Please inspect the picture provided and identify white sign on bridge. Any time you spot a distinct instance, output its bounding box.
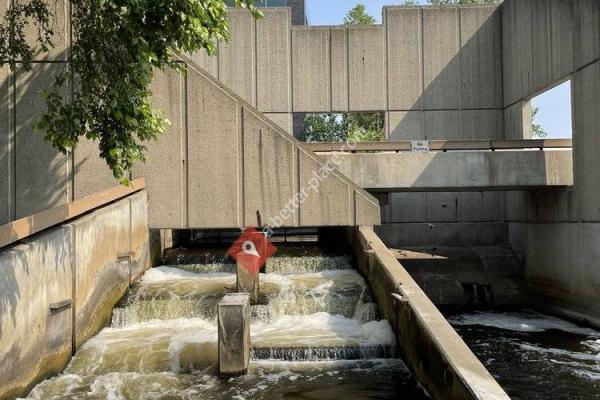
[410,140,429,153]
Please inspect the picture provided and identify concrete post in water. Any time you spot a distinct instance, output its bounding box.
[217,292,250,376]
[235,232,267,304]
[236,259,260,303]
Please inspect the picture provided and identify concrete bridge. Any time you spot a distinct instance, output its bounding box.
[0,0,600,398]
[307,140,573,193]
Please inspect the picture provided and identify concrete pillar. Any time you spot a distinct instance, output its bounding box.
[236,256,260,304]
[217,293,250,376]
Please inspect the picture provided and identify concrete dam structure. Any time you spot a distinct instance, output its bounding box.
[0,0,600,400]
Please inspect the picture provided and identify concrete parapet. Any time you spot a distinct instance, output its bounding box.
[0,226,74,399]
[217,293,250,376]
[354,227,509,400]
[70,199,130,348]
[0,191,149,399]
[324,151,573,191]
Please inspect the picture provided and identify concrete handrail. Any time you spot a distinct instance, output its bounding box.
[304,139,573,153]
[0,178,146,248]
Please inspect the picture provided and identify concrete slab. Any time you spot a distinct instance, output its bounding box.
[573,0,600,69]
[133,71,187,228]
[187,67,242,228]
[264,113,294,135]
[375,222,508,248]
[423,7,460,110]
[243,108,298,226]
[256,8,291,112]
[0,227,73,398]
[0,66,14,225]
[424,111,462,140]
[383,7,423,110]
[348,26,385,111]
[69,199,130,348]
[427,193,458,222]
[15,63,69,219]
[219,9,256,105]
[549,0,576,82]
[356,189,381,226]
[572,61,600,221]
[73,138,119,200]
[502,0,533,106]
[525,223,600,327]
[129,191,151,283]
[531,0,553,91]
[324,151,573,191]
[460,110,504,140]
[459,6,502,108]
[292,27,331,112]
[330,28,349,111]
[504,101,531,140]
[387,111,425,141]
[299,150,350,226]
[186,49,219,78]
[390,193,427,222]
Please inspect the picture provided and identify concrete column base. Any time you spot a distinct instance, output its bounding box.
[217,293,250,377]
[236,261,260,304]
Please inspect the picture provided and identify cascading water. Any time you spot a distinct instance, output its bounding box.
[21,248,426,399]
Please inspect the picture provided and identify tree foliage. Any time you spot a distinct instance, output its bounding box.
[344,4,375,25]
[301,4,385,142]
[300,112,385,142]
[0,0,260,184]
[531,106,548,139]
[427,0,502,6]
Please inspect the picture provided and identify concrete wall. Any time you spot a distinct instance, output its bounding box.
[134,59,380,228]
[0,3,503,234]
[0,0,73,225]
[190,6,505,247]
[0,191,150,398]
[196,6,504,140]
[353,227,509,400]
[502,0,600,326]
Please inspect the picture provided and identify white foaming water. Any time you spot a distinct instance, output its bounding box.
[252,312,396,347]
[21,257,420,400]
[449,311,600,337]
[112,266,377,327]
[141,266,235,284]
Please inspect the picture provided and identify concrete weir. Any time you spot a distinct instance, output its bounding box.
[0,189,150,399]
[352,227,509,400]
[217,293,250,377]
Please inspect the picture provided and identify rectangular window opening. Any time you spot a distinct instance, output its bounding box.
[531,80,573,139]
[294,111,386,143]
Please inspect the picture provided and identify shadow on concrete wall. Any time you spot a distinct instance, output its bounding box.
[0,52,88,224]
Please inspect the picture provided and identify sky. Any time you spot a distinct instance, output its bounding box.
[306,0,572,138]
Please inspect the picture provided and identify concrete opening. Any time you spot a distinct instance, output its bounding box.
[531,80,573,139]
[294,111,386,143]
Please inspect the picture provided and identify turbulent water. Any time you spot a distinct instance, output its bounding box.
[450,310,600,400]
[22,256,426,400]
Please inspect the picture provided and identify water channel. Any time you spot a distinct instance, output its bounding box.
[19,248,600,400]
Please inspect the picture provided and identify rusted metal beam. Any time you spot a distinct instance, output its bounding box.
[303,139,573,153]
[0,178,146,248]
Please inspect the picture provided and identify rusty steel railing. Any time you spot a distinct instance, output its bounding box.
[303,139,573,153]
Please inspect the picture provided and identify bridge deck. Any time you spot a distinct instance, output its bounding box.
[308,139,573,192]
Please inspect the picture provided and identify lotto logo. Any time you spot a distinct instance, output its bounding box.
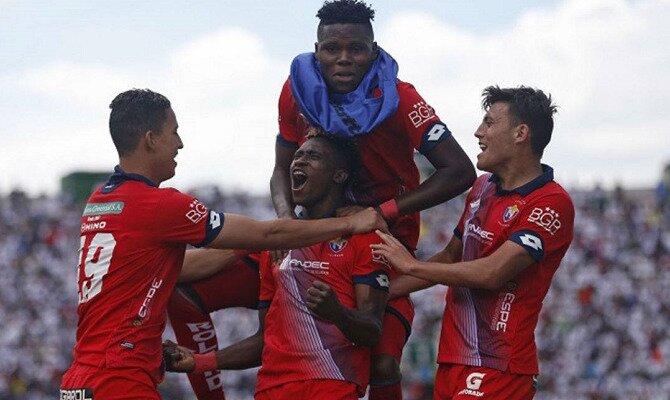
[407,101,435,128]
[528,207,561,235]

____________

Convert the data above into a JSON list of strings with one string per line, covering all of it and skipping blank lines. Leave the pictures out of the result.

• _TASK SOLUTION_
[
  "Please inspect the picture provided and identify white sign on bridge. Any time you spot a distinct instance, output its bounding box.",
  "[410,140,429,153]",
  "Please inspect the picture provided and identify concrete post in water. Any time you spot a distinct instance, output its bounding box.",
  "[217,292,250,376]",
  "[235,232,267,304]",
  "[236,259,260,303]",
  "Please inspect the picture provided and identify concrete bridge. Any time you spot a distinct instance, output its bounding box.",
  "[0,0,600,398]",
  "[307,140,573,193]",
  "Please inspect the picture provided and identify concrete pillar. Any time you spot a distinct instance, output its bounding box.",
  "[236,256,260,304]",
  "[217,293,250,376]",
  "Please inspect the picture provided and identify concrete dam structure. Any time you spot a distinct instance, output its bounding box.",
  "[0,0,600,400]",
  "Please inspect the picture provided and identify concrete parapet. Any time you spot a distinct instance, output its bounding box.",
  "[0,226,74,399]",
  "[217,293,250,376]",
  "[354,227,509,400]",
  "[70,199,130,348]",
  "[0,191,149,399]",
  "[324,151,573,191]",
  "Please inspect the picture provided and identify concrete handrail. Any time you spot a distinct instance, output its bounding box.",
  "[304,139,573,153]",
  "[0,178,146,248]",
  "Please inspect the picture provided and identify concrete slab. Any time you spot a distinct instance, output its bounding box.",
  "[573,0,600,69]",
  "[133,71,187,228]",
  "[187,67,242,228]",
  "[264,113,294,135]",
  "[375,222,508,248]",
  "[423,7,460,110]",
  "[243,108,298,226]",
  "[256,8,291,112]",
  "[0,227,73,398]",
  "[0,66,14,225]",
  "[424,111,462,140]",
  "[383,7,423,110]",
  "[348,26,385,111]",
  "[69,199,130,348]",
  "[427,193,458,222]",
  "[15,63,69,219]",
  "[219,9,256,105]",
  "[549,0,576,82]",
  "[356,189,381,226]",
  "[572,61,600,221]",
  "[73,138,119,200]",
  "[502,0,533,106]",
  "[525,223,600,327]",
  "[129,191,151,283]",
  "[531,0,553,91]",
  "[324,151,573,191]",
  "[460,110,504,140]",
  "[459,6,502,108]",
  "[292,27,331,112]",
  "[330,28,349,111]",
  "[504,101,531,140]",
  "[387,111,425,141]",
  "[299,150,350,226]",
  "[186,49,219,78]",
  "[390,193,427,222]",
  "Please inspect the picture provided and identify concrete column base. Any time you spot a distinct instance, output its bounding box.",
  "[217,293,250,377]",
  "[236,261,260,304]",
  "Please inspect the picture provided and identify cascading water. Any time you spot a distinct instance, output its bounding box.",
  "[21,248,426,399]",
  "Please inspect the picture provided and identify tree foliage. Any time you spot a distinct instance, output its bounding box.",
  "[344,4,375,25]",
  "[301,4,385,142]",
  "[300,112,385,142]",
  "[0,0,260,184]",
  "[531,106,548,139]",
  "[427,0,502,6]",
  "Please inspect the picture provided and identify concrete wall. Any time you spot a distinct instance, output its bounding box.",
  "[134,59,380,228]",
  "[0,3,503,234]",
  "[0,0,73,225]",
  "[190,6,505,247]",
  "[0,191,150,398]",
  "[196,6,504,140]",
  "[353,227,509,400]",
  "[502,0,600,326]",
  "Please inspect the picture provided and identify white foaming water. Any time you spot a distinct instance, output its bounding box.",
  "[252,312,396,347]",
  "[21,257,420,400]",
  "[449,311,600,337]",
  "[112,266,377,327]",
  "[141,266,235,284]",
  "Please inspect the picture provided and identify concrete weir. Any time you spot a distinct instance, output its bounding box.",
  "[0,189,150,399]",
  "[352,227,509,400]",
  "[217,293,250,377]",
  "Please inspect the picture provided and identify rectangular window opening. Any time you spot a distinct instance, output its bounding box.",
  "[531,80,573,139]",
  "[294,111,386,143]",
  "Please inspect the picture provided and identify shadow on concrete wall. Any time you spot a distinct instance, output its bounding box.",
  "[0,52,88,224]",
  "Please inspect the picture provided and identify sky. Any time you spot a distinct instance, output its bounding box.",
  "[306,0,572,138]",
  "Please inspect the picture provided and identify concrete opening. Any time you spot a distinct instance, output its bounding box.",
  "[531,80,573,139]",
  "[294,111,386,143]",
  "Please inspect the picture provided and identify turbulent water. Any time you spot a distinct instance, output its bounding box.",
  "[450,310,600,400]",
  "[22,256,426,400]",
  "Please inspect the picture provided and identify water channel. Any time you spot a distinct instance, output its bounding box.",
  "[19,248,600,400]",
  "Please inspect the picture provided and identify rusted metal beam. Any time you spot a distinct instance, output its bounding box.",
  "[303,139,573,153]",
  "[0,178,146,248]",
  "Please inspect the picture provided and identify rusty steel railing. Any time you spot a distinct instance, output its bounding box.",
  "[303,139,573,153]",
  "Please inspect the picture provided and identify bridge deck. Any time you spot a distinct instance, output its bounding box.",
  "[308,139,573,192]",
  "Please inspect the picture provided and identify lotto logo. Any time you spot a distinct instance, output its bounding box.",
  "[407,101,435,128]",
  "[528,207,561,235]"
]